Extract provided:
───
A liquid metal bearing (i.e. a spiral groove bearing, or SGB) may be employed in lieu of ball bearings. Advantages of liquid metal bearings include a high load capability and a high heat transfer capability due to an increased amount of contact area as compared to a ball bearing. Advantages also include low acoustic noise operation. Gallium, indium, or tin alloys are typically used as the liquid metal, as they tend to be liquid at room temperature and have adequately low vapor pressure, at operating temperatures, to meet the rigorous high vacuum requirements of an x-ray tube.
Liquid metal bearings are typically fabricated having a small gap, up to a few hundred microns, formed between stationary components and rotating components. The liquid metal is positioned in the small gap and prevents direct metal-to-metal contact from occurring. Liquid metals typically used in an SGB tend to be highly reactive and corrosive. The liquid metal of an SGB may react with a base metal that it contacts, thus consuming the liquid metal and shortening the life of the SGB. The liquid metal is also prone to migration within the bearing and can readily migrate from its operating location in the small gap. If liquid metal migration is unchecked the SGB can become starved of liquid metal, which can lead to metal-to-metal contact between rotating and stationary components, causing early life failure.
───
Dataset content:
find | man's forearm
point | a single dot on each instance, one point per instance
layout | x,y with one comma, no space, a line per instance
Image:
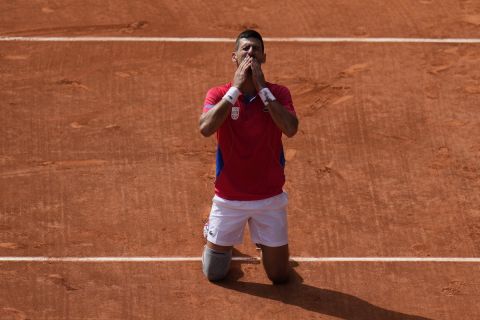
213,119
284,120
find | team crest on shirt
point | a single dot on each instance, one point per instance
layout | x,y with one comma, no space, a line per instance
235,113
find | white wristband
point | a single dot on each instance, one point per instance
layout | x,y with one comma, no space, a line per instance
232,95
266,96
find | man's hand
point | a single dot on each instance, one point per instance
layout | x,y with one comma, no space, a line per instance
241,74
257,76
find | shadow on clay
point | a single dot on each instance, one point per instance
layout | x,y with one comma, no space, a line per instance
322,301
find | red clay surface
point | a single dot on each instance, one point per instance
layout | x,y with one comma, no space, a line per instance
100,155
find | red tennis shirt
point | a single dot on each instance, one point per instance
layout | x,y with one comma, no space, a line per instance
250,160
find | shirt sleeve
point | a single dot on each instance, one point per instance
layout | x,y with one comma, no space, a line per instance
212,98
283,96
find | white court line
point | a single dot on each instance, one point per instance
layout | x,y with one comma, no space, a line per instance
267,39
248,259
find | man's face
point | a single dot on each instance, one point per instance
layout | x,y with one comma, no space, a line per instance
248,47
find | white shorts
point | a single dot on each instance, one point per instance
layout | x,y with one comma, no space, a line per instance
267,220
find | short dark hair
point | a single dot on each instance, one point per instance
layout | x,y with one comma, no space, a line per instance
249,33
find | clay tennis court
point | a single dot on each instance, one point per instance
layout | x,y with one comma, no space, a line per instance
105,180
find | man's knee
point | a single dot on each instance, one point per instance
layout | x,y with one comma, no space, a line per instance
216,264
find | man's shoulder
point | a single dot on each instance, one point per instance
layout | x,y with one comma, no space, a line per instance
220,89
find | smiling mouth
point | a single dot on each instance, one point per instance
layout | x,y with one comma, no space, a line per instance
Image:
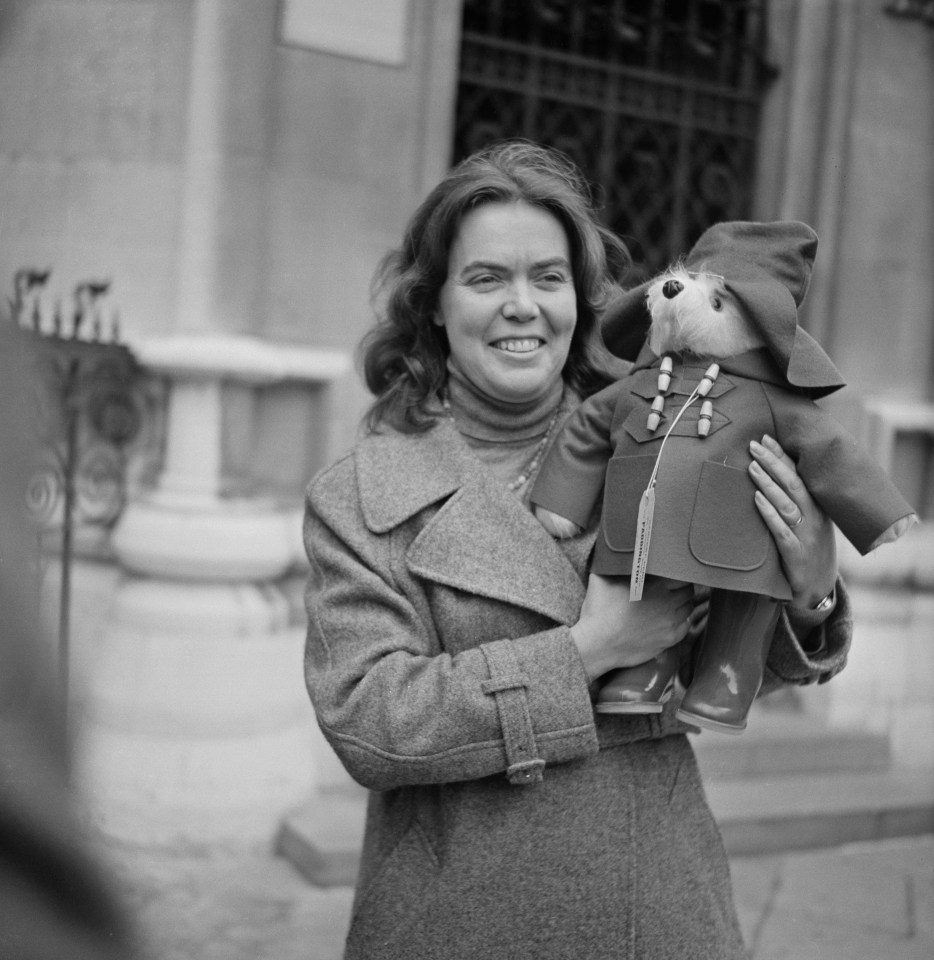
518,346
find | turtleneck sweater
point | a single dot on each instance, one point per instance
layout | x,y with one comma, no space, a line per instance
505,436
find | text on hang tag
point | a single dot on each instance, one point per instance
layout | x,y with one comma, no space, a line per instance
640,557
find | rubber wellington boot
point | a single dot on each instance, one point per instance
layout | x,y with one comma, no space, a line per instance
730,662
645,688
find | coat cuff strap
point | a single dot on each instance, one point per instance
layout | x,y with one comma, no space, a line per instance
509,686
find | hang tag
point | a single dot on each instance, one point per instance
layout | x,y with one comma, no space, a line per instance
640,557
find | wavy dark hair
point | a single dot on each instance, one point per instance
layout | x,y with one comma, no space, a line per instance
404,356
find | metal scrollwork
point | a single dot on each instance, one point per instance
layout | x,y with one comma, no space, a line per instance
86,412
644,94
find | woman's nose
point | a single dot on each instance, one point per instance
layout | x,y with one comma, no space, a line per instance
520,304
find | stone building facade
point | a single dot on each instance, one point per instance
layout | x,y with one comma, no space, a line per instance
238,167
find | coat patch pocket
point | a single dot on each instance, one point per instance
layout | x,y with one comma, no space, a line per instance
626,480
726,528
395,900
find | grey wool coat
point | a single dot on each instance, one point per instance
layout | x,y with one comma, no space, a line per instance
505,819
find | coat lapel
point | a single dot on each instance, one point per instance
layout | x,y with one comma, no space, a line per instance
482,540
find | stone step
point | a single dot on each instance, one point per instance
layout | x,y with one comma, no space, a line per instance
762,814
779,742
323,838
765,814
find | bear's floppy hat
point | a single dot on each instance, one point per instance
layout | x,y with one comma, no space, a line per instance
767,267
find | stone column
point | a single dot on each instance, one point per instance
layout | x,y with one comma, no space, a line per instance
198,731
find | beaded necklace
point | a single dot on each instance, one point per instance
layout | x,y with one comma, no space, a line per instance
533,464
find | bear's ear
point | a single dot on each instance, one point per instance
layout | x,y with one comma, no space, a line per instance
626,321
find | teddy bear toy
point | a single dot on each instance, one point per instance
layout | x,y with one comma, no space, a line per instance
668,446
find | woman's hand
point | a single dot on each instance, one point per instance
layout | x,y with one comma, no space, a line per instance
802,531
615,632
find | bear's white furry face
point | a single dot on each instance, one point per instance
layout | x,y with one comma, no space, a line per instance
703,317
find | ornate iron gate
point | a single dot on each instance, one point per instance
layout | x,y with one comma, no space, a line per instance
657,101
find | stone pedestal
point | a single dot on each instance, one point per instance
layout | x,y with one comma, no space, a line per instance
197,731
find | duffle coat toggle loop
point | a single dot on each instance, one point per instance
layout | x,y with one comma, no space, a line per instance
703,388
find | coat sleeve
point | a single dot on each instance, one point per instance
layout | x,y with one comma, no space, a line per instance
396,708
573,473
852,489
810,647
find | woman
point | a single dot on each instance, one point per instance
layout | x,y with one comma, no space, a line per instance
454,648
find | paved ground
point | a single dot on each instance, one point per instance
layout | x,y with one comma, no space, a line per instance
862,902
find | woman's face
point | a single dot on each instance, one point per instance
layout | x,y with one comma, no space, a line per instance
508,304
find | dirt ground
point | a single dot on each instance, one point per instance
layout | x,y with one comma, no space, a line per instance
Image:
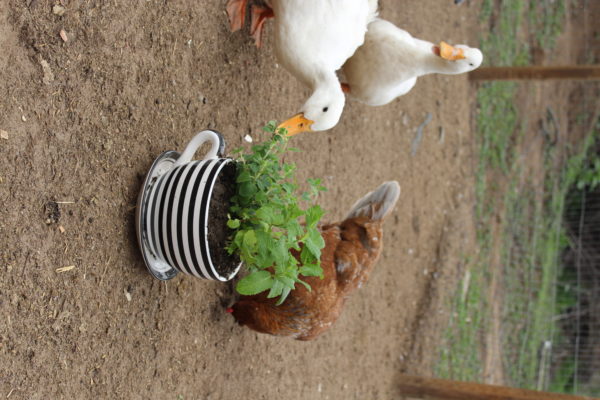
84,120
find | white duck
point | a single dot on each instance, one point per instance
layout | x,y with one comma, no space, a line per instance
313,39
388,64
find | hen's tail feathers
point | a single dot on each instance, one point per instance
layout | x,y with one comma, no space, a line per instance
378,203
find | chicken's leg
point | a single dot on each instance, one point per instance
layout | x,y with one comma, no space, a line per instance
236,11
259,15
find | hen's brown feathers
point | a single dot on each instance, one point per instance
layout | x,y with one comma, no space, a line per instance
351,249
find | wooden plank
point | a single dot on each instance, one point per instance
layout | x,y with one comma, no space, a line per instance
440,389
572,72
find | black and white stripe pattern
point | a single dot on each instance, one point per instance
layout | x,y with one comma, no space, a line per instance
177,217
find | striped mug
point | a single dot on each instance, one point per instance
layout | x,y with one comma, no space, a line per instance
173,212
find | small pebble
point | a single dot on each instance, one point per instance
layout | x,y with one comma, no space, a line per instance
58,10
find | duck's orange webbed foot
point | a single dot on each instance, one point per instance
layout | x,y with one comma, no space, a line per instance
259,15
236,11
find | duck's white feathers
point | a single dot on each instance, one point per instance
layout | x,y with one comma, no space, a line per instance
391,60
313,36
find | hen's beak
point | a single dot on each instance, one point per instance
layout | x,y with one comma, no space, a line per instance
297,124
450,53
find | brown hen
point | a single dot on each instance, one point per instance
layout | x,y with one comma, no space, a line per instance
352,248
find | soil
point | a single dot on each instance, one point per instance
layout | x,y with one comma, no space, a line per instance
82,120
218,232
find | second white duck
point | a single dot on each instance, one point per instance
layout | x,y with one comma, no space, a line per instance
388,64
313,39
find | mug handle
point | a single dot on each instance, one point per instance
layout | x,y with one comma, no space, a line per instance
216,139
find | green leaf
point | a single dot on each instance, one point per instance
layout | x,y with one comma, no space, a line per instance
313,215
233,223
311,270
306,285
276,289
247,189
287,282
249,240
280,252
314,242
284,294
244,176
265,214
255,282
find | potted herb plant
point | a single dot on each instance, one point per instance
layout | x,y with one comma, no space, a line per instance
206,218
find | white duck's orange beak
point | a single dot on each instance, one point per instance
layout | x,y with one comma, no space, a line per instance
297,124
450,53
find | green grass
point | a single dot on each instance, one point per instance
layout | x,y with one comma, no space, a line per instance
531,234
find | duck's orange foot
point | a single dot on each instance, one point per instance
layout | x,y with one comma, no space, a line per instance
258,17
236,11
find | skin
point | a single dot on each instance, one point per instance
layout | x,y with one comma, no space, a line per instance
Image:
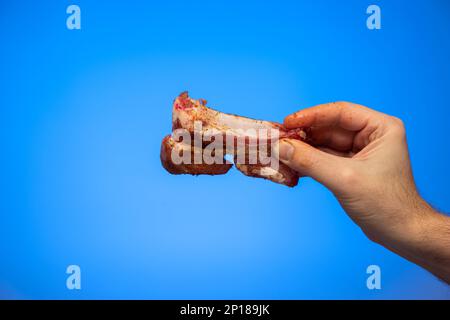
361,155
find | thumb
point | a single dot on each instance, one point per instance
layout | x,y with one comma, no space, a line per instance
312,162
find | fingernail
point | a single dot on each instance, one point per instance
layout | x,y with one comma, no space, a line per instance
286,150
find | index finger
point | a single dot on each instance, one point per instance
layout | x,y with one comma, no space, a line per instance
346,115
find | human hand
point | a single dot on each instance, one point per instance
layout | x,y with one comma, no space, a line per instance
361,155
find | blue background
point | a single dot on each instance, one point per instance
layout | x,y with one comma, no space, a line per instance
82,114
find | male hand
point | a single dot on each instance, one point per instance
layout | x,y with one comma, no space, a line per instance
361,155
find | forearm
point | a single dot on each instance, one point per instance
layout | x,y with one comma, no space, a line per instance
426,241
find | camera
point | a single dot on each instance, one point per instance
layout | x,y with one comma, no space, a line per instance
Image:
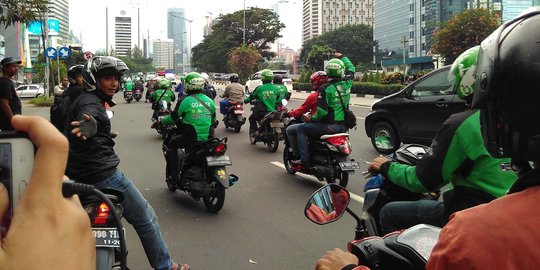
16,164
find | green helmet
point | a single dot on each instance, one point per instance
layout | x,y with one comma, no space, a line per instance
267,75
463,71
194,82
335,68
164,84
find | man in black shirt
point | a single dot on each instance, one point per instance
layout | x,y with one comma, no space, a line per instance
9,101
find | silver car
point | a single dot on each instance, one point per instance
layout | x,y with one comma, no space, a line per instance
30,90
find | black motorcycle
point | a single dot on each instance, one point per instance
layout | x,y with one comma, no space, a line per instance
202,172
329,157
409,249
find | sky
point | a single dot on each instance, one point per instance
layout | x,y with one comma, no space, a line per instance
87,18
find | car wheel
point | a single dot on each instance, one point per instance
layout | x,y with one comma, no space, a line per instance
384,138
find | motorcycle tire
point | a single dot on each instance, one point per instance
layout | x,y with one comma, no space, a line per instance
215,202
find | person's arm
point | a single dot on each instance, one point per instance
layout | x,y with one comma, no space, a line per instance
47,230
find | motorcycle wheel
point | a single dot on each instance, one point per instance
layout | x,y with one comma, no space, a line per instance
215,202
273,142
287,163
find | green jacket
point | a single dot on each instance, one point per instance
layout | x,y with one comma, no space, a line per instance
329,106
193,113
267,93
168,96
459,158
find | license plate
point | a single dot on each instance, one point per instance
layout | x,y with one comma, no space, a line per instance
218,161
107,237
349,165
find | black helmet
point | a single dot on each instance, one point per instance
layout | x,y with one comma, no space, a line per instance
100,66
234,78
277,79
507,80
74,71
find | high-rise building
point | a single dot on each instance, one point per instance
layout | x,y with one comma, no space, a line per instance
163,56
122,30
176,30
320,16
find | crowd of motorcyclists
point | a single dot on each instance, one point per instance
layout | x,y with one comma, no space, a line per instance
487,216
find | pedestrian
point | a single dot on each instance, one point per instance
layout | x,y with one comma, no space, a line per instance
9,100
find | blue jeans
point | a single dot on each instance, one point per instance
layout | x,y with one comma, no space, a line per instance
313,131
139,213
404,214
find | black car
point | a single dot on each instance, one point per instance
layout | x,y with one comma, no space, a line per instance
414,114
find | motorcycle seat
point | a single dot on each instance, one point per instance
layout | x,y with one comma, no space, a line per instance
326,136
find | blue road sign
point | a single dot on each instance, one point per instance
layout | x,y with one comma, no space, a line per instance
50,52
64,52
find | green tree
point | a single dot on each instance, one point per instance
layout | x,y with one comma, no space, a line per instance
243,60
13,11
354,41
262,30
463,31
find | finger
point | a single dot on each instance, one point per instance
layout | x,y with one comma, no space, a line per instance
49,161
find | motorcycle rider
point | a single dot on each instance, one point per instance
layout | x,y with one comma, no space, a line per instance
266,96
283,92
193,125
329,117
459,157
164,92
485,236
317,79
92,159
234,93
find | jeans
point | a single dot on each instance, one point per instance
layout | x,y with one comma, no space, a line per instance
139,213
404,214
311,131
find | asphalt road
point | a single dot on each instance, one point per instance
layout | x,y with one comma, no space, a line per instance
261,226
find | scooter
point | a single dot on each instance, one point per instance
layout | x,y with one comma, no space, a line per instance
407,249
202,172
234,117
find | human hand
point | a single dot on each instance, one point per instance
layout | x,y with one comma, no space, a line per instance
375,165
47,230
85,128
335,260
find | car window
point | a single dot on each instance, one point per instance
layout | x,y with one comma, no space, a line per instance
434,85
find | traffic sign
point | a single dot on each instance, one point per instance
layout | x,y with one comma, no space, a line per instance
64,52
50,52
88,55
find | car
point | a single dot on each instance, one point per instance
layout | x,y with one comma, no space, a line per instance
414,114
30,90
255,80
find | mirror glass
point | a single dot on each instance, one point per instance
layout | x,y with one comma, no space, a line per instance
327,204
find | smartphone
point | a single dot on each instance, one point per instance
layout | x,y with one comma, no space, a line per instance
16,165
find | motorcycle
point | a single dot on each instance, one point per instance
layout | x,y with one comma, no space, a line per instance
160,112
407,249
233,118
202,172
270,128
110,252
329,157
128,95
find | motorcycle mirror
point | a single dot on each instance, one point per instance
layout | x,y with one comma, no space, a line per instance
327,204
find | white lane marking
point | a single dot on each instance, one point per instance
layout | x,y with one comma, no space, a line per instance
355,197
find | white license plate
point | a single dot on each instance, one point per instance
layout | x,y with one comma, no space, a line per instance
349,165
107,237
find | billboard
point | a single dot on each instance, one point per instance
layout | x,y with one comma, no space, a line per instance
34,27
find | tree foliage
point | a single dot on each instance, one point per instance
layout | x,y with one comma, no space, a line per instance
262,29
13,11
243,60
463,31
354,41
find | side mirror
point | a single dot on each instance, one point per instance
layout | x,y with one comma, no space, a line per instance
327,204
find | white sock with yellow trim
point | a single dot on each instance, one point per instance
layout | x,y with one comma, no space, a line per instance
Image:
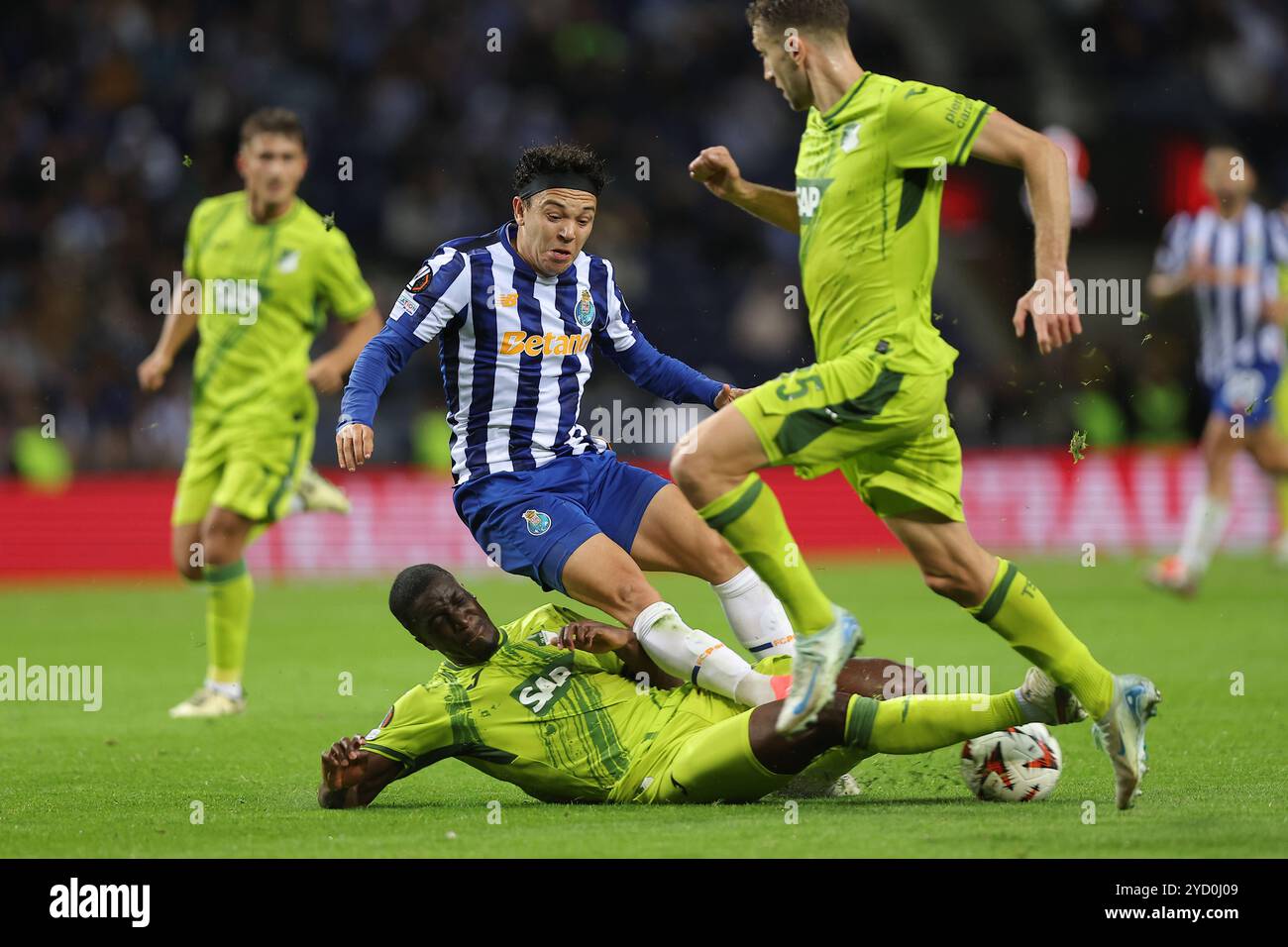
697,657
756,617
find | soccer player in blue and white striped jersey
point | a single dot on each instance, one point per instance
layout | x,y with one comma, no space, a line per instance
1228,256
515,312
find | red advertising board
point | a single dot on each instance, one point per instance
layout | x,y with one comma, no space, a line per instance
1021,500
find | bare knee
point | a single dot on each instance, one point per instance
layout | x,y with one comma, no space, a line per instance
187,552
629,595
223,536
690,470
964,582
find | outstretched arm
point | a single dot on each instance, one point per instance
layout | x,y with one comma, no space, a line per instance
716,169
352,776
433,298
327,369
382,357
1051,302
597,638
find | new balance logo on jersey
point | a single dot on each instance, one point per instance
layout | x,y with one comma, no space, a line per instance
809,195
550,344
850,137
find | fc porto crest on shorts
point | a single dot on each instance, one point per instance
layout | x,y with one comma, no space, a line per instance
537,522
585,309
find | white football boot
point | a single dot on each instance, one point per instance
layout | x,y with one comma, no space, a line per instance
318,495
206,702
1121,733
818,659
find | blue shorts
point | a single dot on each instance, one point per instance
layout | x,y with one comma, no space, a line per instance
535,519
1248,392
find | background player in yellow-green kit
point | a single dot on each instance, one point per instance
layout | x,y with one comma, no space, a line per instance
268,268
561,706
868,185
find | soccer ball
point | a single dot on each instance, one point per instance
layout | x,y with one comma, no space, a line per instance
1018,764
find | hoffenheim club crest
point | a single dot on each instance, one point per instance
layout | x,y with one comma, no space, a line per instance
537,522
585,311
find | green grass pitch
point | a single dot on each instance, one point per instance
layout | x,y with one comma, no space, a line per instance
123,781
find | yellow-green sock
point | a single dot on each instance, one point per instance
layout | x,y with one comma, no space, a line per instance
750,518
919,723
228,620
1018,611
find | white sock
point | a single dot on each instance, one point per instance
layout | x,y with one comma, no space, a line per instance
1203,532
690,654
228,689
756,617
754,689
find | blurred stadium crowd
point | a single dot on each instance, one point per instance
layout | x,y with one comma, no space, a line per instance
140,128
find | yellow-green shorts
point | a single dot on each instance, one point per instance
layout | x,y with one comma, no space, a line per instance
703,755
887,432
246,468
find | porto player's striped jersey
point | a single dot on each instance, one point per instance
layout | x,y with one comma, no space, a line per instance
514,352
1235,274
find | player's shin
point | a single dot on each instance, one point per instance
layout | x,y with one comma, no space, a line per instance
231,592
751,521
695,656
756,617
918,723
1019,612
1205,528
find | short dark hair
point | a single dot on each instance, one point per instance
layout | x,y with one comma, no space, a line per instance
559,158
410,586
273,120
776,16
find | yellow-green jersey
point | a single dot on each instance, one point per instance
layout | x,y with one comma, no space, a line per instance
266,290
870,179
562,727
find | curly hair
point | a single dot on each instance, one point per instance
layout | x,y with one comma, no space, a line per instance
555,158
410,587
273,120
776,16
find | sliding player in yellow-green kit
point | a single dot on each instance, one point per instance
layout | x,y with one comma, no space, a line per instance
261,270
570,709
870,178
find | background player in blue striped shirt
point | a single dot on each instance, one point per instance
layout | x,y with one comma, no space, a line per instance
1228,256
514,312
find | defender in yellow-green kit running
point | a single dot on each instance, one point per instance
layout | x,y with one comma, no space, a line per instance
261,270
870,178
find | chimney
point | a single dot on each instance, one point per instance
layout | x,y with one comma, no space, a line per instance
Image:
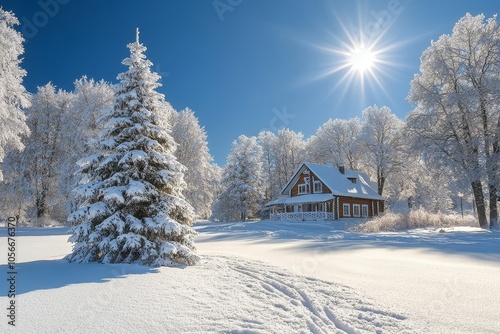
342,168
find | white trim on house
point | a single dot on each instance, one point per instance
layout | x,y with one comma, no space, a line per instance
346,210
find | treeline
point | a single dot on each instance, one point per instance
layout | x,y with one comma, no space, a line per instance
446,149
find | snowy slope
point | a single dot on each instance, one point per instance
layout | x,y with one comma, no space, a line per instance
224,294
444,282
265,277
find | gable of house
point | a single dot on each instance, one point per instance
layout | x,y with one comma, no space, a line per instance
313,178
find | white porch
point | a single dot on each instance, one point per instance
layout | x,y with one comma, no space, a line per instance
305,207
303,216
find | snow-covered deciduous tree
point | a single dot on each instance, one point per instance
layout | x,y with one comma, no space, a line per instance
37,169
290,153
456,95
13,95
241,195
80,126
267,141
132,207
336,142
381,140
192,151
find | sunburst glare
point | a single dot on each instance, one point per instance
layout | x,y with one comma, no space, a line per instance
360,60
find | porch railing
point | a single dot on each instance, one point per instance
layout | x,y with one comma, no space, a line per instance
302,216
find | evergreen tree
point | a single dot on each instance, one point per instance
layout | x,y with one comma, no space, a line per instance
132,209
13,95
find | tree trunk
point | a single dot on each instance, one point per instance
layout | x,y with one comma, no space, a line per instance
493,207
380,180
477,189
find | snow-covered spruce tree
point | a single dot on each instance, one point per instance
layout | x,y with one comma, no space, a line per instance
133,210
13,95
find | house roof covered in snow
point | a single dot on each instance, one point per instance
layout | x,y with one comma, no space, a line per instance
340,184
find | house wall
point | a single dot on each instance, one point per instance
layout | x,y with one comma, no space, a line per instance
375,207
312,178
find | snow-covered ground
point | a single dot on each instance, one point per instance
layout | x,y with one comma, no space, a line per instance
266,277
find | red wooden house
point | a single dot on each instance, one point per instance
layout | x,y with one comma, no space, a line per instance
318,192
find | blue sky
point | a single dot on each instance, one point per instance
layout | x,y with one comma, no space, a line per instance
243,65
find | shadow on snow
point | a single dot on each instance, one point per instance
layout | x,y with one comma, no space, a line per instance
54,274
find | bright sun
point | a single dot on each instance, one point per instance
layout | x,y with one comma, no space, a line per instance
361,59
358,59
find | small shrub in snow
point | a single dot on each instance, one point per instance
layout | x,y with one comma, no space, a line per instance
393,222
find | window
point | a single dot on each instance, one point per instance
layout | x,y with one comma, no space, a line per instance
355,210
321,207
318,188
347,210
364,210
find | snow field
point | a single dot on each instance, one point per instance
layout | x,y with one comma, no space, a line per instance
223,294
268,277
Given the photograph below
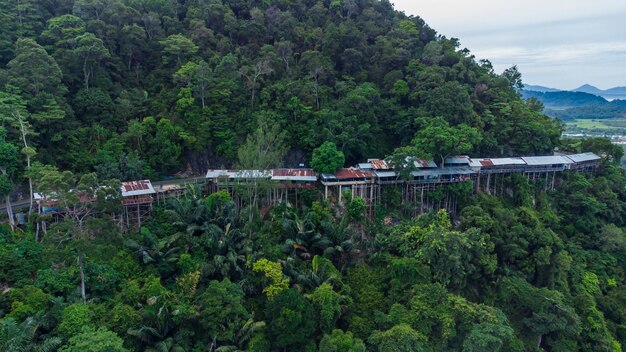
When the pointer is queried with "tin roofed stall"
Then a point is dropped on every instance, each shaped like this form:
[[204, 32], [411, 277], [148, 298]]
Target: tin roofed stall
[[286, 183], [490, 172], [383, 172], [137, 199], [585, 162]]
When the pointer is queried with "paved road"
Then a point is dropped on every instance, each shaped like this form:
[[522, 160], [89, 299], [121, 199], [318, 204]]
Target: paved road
───
Exercise: Copy the whole passage on liquid metal bearings word for word.

Response area:
A liquid metal bearing (i.e. a spiral groove bearing, or SGB) may be employed in lieu of ball bearings. Advantages of liquid metal bearings include a high load capability and a high heat transfer capability due to an increased amount of contact area as compared to a ball bearing. Advantages also include low acoustic noise operation. Gallium, indium, or tin alloys are typically used as the liquid metal, as they tend to be liquid at room temperature and have adequately low vapor pressure, at operating temperatures, to meet the rigorous high vacuum requirements of an x-ray tube.
Liquid metal bearings are typically fabricated having a small gap, up to a few hundred microns, formed between stationary components and rotating components. The liquid metal is positioned in the small gap and prevents direct metal-to-metal contact from occurring. Liquid metals typically used in an SGB tend to be highly reactive and corrosive. The liquid metal of an SGB may react with a base metal that it contacts, thus consuming the liquid metal and shortening the life of the SGB. The liquid metal is also prone to migration within the bearing and can readily migrate from its operating location in the small gap. If liquid metal migration is unchecked the SGB can become starved of liquid metal, which can lead to metal-to-metal contact between rotating and stationary components, causing early life failure.